Dataset excerpts on pointing at objects
-----

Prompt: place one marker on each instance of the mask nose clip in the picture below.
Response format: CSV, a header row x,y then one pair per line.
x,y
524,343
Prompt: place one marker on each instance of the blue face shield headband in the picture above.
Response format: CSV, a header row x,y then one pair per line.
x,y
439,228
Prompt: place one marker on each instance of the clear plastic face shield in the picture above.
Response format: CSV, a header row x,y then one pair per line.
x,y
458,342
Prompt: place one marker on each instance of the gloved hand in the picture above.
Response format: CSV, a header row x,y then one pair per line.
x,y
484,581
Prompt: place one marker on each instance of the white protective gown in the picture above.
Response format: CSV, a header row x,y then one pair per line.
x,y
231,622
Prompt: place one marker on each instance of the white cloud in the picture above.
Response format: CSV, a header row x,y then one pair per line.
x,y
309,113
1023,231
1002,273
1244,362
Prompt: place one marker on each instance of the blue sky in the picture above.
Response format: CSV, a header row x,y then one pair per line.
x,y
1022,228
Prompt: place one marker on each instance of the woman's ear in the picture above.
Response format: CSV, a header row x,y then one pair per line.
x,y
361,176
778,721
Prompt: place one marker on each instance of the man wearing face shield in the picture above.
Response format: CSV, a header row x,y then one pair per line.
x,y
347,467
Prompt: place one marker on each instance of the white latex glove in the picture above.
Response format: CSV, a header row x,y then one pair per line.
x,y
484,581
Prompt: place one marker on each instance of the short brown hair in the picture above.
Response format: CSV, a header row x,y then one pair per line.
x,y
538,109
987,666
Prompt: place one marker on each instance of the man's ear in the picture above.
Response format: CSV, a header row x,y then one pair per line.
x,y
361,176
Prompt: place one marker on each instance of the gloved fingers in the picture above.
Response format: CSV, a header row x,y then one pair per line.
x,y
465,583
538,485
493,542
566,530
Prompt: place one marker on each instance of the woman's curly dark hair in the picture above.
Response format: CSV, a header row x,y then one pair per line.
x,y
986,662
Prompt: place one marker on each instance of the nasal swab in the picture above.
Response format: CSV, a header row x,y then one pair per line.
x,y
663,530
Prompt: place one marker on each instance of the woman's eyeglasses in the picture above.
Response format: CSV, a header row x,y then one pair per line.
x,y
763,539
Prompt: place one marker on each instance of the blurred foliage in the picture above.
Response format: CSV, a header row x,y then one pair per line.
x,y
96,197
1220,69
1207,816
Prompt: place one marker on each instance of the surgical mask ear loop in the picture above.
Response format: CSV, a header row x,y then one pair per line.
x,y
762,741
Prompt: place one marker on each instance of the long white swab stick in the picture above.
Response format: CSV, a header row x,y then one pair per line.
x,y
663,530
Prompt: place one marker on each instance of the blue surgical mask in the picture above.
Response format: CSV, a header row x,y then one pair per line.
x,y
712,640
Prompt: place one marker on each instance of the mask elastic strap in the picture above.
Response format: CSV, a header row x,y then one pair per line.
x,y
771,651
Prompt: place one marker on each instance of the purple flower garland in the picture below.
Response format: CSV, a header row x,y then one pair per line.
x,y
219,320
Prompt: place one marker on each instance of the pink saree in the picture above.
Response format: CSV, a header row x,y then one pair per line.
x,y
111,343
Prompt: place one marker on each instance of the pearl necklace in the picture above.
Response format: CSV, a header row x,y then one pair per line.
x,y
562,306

-----

** What to work on **
Please rewrite every row above as a numbered list, omitting any blank lines.

** Solution to the exercise **
1. Prompt: place one marker on each instance of the mask nose clip in the picture below.
2. Response format: CSV, a header row x,y then one pair per line.
3. x,y
4. 524,343
5. Prompt: place one marker on each instance of the blue face shield headband in the picture above.
6. Response format: CSV, a header row x,y then one pair per line.
7. x,y
8. 439,228
9. Prompt: place one marker on each instance of the clear plastic face shield in the picture above.
10. Response format: CSV, a header row x,y then one pair per line.
11. x,y
12. 458,342
13. Prompt: place one marker on each instance of the gloved hand in the picture above.
14. Response format: CSV, a header row x,y then one pair per line.
15. x,y
16. 484,581
17. Prompt: place one marker on each instance of the white protective gown in the picture above.
18. Response format: CSV, a header row x,y then one pair per line.
19. x,y
20. 231,622
21. Prompt: place one marker on each instance of the white cloud in the picture above.
22. Response format: CSV, a header row x,y then one pair per line.
23. x,y
24. 309,113
25. 1023,231
26. 1002,273
27. 1244,362
28. Prompt: place one marker on each instance of the blue sky in the picture above.
29. Response format: CSV, a header row x,y then one pair per line.
30. x,y
31. 1022,228
32. Prompt: place one marker on each instance of the woman's ear in the picture above.
33. Response format: CSV, a header row x,y then one pair per line.
34. x,y
35. 361,176
36. 778,721
37. Prompt: place one marker on each instance of the man wearing face shield in the picture above.
38. Response format: CSV, a header row x,y then one pair per line.
39. x,y
40. 347,467
41. Prompt: place one marker on each instance of the white latex glove in the picture above.
42. Response format: CSV, a header row x,y then one pair per line.
43. x,y
44. 484,581
45. Prompt: place one marker on each instance of the short brown hair in the picture above.
46. Response format: CSV, a header row x,y then one pair per line.
47. x,y
48. 538,109
49. 987,666
50. Prompt: place one marker on each instance of the man's ear in the picture above.
51. Response format: CSV, a header row x,y then one pair per line.
52. x,y
53. 361,176
54. Prompt: place one marker on each instance of the gloved fingers in the picture above.
55. Response format: CSV, a header row x,y then one pair per line.
56. x,y
57. 465,583
58. 538,485
59. 493,542
60. 566,530
61. Prompt: place one marker on each instance of the woman's curly dark hair in the picture above.
62. Response format: CSV, a header row x,y then one pair per line.
63. x,y
64. 986,662
65. Prompt: place one marker on each instance of the nasal swab in the picture above.
66. Response format: CSV, a header row x,y then one pair per line.
67. x,y
68. 663,530
69. Prompt: place one marker on each instance of the woman's eyeglasses in the picture above.
70. Response format: CSV, a header row x,y then one pair per line.
71. x,y
72. 763,539
73. Prompt: place one marker on each instance of the blurred foliage in the picture above.
74. Response format: CSV, a header row x,y then one pair per line.
75. x,y
76. 96,197
77. 1220,69
78. 1207,816
79. Prompt: place one marker on each instance of the surgical mask ear loop in the picture above.
80. Response format: CSV, a header row x,y then one pair per line.
81. x,y
82. 762,741
83. Prompt: place one marker on each instance of the long white swab stick in the picture above.
84. Response format: CSV, a header row x,y then one pair per line.
85. x,y
86. 663,530
87. Prompt: place one marker on each instance of the blue surgical mask in the picture above.
88. Response format: CSV, a header row x,y then one pair per line.
89. x,y
90. 712,640
91. Prompt: place one marker on each instance of the mask elastic strap in the picture above.
92. Response format: CSV, a header row x,y then one pair per line.
93. x,y
94. 771,651
95. Prompt: place one marker on each instance of the purple flower garland in the picture below.
96. Response format: CSV, a header row x,y then one pair per line.
97. x,y
98. 219,320
99. Prompt: place one marker on each instance of the pink saree in the picture above.
100. Response format: CSV, a header row x,y then one pair per line.
101. x,y
102. 111,343
103. Prompt: place one marker on each instance of the pearl necklace in the picture above.
104. Response format: CSV, a header row x,y then one pair per line.
105. x,y
106. 562,306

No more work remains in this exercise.